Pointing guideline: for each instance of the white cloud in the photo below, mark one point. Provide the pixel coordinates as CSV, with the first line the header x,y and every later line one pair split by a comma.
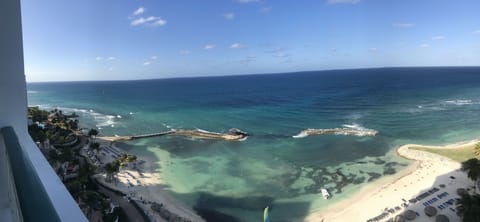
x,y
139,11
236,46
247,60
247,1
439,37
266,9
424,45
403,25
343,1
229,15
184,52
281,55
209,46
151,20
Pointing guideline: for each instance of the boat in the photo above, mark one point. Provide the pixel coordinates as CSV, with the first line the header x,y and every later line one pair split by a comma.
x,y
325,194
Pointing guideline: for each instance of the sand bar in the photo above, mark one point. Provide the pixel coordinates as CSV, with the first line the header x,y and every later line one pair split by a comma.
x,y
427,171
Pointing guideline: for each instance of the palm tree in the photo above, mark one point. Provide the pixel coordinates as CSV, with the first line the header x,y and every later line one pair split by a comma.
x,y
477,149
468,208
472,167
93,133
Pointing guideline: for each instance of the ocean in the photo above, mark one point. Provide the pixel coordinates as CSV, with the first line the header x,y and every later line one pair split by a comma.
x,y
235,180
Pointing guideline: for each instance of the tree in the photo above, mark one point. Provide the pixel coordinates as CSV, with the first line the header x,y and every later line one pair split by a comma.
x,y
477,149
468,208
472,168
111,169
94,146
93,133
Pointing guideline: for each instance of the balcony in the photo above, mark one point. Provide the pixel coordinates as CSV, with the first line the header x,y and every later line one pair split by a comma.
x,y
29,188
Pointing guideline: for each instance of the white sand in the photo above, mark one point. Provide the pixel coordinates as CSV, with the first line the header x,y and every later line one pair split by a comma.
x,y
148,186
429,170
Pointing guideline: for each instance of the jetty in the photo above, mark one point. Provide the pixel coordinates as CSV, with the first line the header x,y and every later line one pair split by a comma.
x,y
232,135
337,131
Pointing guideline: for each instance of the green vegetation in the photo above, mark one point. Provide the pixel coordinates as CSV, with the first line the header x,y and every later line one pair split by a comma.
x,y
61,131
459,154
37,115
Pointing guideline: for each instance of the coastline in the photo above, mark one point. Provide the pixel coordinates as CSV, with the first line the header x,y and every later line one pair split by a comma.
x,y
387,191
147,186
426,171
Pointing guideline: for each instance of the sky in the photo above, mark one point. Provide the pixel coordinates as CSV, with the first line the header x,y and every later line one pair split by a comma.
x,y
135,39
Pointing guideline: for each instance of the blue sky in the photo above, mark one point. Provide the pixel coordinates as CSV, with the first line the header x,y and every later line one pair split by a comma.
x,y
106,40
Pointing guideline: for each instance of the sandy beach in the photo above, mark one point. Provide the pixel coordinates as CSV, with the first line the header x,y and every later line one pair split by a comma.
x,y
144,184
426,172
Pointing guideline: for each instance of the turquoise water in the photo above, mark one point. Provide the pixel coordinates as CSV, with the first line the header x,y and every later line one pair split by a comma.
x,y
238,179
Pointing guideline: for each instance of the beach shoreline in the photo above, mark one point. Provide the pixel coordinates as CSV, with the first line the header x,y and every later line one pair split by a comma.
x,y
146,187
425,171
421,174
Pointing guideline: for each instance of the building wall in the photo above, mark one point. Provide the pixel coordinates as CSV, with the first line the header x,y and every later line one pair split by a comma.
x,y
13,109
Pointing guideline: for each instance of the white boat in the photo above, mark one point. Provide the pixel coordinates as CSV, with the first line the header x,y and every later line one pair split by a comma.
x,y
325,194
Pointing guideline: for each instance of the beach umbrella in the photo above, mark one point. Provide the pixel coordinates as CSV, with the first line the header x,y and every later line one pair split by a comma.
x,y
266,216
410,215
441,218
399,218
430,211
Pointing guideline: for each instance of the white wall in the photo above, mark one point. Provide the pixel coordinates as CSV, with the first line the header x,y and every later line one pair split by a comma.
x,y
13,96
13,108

---+---

Stated goal
Write out the listing above exactly as it stands, pictures excluded.

Exercise answer
Pointing guideline: for each instance of the white cloud in the photo below, mark one point. Provide the pixel coordinates as CSV, with the first line the header x,y and every later line one pair split by a comma.
x,y
139,11
236,46
247,60
247,1
439,37
266,9
424,45
403,25
343,1
229,15
184,52
281,55
209,46
151,20
Pointing guideline: for each instance of the boat in the photo above, mark one point. Provide the pixel coordinates as CSV, with the first line the header x,y and every later line one pair split by a comma.
x,y
325,194
Pointing guideline: for each instance of the sand bar in the photo above, mark one point. Provide the pixel coordinates as CSV, with the first line the header x,y and every later line one pair split by a comma.
x,y
427,171
Pointing guideline: for each instance of the palm tree in the photo above, mark one point. Provide the pixel coordinates as CSV, with the first line the header x,y and every later line one pair split by a comma.
x,y
477,149
468,208
472,167
93,133
Pointing guideline: for each instance of the ocean in the photo above, mark one point. Provide the pixel coordinates as CSV, with the first line the header x,y and every later line one pair split by a comma.
x,y
235,180
Pointing guideline: for each instance of the tree in the photo above, mark one point. Provide the pixel coordinates as CSV, with the first line the header x,y and every later line one pair split by a comma.
x,y
477,149
468,208
472,168
111,169
94,146
93,133
Pointing guideline: for each instance of the balcony in the photo above, mark one point. Provide the pixel coordinates as CSV, with the first line the header x,y and every later line one pair split by a comma.
x,y
29,188
Pointing guideline: for each instance of the white sand in the photo above, mark one point. Provide the pixel coordinates as CSV, with the first line the header x,y and every later line one pair split by a comma.
x,y
148,186
429,170
Pointing guideline: for each instance of the jetty in the photo above, mark one point. Provide the pixel coordinates as CSV, with the first line the header x,y and every later line one pair split by a comma.
x,y
232,135
337,131
Pointing guideline: for each instance of the green vegetation in the photo above, mark one point. Provide the pixel coordinates as CSV, with the first line the header x,y and every later line one pair split by a comma.
x,y
61,131
459,154
37,115
Pointing guideline: for each instance of the coastline in the photo above, mark one point. Provide the pixel coordinates as CSV, with the first line the header x,y and every later line one pair split by a comma.
x,y
387,191
147,186
426,171
Pointing guideline: for each instance of the sky in the photo above, mark one point. Provide the pixel coordinates as CSV, with the first line the header x,y and every later line one pair split by a comma.
x,y
135,39
Pointing guideline: for each instance of the blue sky in the photo above, mark one point. Provide the pixel coordinates as CSV, with the first line the header x,y and every later line one pair split by a comma.
x,y
106,40
Pointing guideline: for each instance of the sandy beach in the photo above, mark one point. Provide the pixel coordinates as CSV, with the first line the header x,y and every later line one pair split by a comma.
x,y
144,184
426,172
Pointing guideline: for each instance of the turquoise water in the photo above, mark one point. Provide the pixel coordinates as CSV, with the first line the header x,y and every later line one pair split by a comma.
x,y
238,179
Pointing guideline: for each instance of the beach shoreline in the photo above, mark one point. Provide the pixel coordinates as CSV, with the first line the header x,y and every later line one pair split by a comma.
x,y
146,187
425,171
421,174
Pointing guideline: for each instance of the building wall in the photo above, mark one point. Provide the pixel coordinates as CSV, with the first line the header x,y and every later line one pair split by a comma.
x,y
13,109
Pointing guideline: for each instance of the white boat in the photo above, mark one point. Provide the pixel coordinates as CSV, with the first line the header x,y and every later line one pair split by a comma.
x,y
325,194
Pointing guideline: for each instance of the beach umbrella in the photo above, mark one point. Provide the pixel coordinates as CSV, with the first line the header x,y and every later line one pair split by a comma.
x,y
266,216
410,215
441,218
399,218
430,211
Pointing guideline: for each instance of the white wall in the photo above, mark one point. Provide the pixel coordinates as CSV, with the first line the header x,y and every later line one pair split by a comma.
x,y
13,96
13,108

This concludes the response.